List every line of the material below that contains the string "clicks".

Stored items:

• • • •

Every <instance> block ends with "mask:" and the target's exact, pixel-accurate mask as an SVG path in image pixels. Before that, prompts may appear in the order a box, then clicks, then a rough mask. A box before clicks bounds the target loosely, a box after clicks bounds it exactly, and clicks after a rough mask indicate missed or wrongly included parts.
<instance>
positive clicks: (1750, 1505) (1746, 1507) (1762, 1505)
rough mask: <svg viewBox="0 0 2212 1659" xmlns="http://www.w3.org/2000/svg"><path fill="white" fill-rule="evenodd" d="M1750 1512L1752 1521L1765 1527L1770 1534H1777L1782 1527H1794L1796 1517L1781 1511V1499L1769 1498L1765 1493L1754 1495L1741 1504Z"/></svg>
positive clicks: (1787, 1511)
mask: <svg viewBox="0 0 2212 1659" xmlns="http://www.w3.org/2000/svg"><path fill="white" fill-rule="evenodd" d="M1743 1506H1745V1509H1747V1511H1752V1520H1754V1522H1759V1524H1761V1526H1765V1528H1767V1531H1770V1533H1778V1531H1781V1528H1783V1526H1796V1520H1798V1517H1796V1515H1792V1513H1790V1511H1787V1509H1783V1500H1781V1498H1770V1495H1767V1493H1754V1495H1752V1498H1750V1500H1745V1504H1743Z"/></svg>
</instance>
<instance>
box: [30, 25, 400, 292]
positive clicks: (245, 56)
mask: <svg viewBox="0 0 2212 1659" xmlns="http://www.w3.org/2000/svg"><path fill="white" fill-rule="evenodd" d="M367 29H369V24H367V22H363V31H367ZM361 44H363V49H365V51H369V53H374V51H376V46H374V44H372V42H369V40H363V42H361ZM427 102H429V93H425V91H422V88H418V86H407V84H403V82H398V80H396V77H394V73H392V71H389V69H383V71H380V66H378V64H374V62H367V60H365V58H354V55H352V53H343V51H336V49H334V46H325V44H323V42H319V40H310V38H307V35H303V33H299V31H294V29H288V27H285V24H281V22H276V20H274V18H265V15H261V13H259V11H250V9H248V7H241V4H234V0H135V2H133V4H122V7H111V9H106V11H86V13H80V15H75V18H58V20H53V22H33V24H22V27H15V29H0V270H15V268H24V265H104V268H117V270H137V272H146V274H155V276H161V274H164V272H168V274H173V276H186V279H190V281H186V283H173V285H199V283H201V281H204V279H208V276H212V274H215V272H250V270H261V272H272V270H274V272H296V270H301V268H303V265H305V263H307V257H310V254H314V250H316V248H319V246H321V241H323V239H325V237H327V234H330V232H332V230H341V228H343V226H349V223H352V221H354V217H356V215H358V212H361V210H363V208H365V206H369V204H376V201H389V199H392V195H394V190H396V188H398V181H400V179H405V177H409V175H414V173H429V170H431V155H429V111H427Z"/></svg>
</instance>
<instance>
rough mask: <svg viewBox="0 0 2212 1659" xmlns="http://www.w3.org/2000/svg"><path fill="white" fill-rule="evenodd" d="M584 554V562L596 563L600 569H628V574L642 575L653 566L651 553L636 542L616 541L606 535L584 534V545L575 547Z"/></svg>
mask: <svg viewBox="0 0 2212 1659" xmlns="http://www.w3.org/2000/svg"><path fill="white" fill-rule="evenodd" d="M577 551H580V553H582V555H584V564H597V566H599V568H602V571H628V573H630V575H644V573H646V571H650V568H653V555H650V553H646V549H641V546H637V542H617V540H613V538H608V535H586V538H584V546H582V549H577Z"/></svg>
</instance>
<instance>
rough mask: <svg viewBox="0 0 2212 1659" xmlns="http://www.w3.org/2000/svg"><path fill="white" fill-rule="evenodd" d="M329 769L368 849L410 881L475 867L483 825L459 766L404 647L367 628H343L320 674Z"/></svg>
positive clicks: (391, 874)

• • • •

TASK SOLUTION =
Every <instance> block ends with "mask:" and the target's exact, pixel-accurate mask as an SVG path in image pixels. Before that, prompts may appear in the order a box, then clicks, then a rough mask. A box before clicks bounds the target loosely, a box after clicks bounds it exactly, and clicks after a rough mask indicate missed or wrongly included parts.
positive clicks: (1750, 1505) (1746, 1507) (1762, 1505)
positive clicks: (1787, 1511)
positive clicks: (245, 56)
positive clicks: (391, 874)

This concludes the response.